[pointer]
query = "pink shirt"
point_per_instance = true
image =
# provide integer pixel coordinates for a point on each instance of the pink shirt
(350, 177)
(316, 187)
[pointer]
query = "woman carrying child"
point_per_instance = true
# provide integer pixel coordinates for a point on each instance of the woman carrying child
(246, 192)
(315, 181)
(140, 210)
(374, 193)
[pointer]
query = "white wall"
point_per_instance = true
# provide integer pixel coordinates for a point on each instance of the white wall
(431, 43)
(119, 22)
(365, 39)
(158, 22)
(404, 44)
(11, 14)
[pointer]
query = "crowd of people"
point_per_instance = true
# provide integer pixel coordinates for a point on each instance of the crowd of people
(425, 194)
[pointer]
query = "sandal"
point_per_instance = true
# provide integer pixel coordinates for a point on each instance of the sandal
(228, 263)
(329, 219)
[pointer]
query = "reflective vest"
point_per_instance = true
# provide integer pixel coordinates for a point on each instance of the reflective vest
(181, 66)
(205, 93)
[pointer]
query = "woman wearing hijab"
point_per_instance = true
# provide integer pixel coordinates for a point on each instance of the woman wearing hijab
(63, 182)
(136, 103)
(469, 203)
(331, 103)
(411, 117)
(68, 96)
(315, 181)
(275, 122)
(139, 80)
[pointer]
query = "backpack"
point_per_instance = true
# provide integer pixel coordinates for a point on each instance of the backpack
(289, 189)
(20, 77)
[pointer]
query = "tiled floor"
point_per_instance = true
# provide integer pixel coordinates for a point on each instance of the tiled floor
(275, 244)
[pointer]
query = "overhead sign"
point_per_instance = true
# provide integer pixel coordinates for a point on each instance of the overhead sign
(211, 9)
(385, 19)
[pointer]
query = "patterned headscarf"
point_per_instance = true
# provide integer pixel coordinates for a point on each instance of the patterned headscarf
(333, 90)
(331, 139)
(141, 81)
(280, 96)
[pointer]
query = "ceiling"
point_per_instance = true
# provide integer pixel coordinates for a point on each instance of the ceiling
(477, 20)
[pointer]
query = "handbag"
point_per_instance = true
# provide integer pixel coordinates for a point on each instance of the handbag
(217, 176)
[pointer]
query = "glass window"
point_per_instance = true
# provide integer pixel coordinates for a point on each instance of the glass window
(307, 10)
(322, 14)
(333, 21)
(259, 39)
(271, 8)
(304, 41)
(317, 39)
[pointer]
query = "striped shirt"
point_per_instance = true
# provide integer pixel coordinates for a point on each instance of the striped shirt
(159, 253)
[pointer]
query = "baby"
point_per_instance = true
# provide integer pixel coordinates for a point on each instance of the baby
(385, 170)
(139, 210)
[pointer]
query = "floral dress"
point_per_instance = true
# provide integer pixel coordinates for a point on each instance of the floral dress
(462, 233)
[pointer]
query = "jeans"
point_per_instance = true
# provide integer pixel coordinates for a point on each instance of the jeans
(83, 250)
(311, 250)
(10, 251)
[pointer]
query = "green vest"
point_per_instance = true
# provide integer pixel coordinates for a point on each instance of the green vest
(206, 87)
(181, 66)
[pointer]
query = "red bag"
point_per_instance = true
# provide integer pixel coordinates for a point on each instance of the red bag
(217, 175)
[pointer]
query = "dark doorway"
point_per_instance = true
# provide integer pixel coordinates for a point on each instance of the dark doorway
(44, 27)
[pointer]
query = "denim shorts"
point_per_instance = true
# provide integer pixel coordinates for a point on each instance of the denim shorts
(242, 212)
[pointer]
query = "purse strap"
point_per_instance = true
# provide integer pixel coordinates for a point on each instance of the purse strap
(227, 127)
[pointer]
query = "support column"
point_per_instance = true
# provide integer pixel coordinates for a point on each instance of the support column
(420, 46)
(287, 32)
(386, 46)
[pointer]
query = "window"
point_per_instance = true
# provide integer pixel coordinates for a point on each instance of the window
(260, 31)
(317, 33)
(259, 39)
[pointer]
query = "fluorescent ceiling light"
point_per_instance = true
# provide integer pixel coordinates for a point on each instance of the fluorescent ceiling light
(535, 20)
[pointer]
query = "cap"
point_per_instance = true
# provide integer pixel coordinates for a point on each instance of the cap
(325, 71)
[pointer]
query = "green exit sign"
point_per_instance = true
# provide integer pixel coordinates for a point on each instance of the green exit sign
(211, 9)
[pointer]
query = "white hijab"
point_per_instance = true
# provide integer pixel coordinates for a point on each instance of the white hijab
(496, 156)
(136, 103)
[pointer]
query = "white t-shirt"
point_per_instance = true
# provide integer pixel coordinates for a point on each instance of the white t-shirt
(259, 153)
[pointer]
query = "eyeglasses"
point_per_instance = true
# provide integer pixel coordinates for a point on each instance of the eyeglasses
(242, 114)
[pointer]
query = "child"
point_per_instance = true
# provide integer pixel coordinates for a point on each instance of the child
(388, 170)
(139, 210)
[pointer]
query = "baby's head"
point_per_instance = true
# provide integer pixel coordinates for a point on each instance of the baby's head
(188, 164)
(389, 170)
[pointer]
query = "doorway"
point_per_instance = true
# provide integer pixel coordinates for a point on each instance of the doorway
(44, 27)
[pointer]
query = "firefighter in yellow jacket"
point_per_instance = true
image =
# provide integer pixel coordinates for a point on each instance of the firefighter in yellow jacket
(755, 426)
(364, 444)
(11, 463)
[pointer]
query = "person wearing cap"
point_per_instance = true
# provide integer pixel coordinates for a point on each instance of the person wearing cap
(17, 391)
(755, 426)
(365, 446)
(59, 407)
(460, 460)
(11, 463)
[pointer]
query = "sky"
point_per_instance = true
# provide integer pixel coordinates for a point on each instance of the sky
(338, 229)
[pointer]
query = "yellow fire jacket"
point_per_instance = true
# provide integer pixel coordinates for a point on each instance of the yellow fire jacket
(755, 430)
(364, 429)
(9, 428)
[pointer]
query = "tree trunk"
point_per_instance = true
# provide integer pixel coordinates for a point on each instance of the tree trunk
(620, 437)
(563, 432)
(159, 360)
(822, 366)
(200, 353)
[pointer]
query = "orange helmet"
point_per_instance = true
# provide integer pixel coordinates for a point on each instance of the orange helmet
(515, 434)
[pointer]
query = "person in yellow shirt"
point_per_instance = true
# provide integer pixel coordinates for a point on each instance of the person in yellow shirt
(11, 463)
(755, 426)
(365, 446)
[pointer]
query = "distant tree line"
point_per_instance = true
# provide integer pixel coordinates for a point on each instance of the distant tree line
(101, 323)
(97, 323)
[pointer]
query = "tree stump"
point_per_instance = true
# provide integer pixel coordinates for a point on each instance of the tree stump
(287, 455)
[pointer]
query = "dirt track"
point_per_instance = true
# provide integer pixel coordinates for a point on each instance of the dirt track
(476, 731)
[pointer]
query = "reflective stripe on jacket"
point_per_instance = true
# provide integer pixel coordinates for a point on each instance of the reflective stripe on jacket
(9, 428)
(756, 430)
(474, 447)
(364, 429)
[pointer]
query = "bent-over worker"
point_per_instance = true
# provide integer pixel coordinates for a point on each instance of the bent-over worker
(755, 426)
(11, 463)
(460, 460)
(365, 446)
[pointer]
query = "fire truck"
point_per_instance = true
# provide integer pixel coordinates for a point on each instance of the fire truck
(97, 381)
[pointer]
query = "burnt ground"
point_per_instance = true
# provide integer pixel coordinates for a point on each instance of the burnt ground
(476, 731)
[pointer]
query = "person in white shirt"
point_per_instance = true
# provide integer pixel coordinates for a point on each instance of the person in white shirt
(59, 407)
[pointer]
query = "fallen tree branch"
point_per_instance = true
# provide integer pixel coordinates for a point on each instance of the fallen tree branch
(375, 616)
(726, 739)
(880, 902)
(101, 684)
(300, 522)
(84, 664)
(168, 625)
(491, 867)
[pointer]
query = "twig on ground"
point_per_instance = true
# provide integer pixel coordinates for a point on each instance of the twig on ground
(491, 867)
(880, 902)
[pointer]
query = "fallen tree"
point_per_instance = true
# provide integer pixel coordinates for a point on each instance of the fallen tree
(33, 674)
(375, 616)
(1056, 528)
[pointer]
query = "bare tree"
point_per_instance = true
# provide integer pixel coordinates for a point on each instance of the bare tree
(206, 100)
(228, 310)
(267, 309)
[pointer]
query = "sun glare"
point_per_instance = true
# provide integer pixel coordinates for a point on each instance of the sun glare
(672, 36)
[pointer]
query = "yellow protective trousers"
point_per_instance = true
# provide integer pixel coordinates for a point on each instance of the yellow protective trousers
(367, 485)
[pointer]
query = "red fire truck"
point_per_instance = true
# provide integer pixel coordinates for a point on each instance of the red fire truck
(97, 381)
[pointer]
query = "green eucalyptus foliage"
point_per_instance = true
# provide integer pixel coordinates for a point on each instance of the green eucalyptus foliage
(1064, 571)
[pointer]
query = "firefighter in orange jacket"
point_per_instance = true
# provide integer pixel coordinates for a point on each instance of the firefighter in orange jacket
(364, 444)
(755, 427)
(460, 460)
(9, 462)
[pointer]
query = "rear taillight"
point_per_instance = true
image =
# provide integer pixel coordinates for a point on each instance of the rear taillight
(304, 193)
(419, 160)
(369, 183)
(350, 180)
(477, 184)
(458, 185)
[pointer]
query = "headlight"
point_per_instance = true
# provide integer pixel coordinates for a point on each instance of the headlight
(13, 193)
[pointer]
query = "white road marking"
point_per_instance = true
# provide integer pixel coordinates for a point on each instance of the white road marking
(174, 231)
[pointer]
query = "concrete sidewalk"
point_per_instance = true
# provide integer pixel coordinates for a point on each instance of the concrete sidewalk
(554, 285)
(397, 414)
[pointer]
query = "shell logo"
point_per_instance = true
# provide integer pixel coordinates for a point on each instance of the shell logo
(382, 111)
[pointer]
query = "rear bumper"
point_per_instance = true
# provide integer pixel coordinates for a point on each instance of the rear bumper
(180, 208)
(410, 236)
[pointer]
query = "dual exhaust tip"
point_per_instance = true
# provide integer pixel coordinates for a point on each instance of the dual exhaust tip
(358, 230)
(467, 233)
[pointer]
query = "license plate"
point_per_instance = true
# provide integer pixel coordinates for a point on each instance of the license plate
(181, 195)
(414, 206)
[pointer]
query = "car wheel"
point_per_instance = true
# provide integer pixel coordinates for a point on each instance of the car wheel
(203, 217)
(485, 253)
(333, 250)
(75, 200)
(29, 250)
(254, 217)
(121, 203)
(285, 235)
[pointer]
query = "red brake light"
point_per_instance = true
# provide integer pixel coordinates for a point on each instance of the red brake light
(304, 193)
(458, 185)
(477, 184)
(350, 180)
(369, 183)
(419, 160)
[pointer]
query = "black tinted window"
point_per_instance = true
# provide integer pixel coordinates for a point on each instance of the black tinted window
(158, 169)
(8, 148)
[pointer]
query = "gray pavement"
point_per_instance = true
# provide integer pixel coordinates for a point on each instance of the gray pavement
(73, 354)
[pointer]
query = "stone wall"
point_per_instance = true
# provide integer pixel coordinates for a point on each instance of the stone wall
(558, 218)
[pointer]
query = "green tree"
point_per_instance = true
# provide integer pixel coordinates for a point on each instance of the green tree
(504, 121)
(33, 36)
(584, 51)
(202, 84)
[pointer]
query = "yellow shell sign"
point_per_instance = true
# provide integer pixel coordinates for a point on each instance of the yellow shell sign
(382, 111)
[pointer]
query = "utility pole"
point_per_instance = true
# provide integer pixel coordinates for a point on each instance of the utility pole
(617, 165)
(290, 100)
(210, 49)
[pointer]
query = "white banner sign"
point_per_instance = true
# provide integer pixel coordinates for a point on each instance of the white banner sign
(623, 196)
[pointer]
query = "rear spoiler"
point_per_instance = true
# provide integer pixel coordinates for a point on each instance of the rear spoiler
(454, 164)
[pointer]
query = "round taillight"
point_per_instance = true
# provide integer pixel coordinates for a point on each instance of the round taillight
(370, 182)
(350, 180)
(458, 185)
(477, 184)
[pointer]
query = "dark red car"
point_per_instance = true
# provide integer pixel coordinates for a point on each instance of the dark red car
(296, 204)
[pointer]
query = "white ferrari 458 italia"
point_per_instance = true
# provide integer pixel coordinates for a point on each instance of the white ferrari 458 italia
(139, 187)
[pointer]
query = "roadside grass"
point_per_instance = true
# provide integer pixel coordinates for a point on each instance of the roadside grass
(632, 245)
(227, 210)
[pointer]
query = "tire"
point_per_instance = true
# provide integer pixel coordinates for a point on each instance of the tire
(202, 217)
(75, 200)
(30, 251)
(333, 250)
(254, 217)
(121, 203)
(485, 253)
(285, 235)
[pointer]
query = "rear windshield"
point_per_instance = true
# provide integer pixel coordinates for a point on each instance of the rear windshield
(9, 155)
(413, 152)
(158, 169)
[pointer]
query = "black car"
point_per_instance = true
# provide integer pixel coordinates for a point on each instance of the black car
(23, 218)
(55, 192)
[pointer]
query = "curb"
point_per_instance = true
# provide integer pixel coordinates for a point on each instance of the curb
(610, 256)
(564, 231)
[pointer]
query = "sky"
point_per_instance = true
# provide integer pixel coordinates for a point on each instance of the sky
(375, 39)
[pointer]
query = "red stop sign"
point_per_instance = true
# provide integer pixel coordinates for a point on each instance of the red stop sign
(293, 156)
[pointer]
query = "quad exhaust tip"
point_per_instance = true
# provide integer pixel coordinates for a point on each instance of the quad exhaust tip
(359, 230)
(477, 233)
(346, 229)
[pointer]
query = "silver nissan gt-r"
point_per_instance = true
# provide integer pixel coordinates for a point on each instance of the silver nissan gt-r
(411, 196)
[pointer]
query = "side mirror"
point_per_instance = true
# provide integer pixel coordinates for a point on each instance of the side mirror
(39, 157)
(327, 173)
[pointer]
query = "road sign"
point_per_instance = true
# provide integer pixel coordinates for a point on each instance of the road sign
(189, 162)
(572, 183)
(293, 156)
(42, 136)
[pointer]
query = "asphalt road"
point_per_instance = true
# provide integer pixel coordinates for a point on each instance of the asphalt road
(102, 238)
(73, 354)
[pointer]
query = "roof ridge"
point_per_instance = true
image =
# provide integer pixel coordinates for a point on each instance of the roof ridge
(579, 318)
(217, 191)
--*--
Extract every line of the listing above that contains the word "branch".

* TASK RESPONSE *
query = "fallen tree branch"
# provide integer pixel coordinates for a point on each instance of the fallen tree branch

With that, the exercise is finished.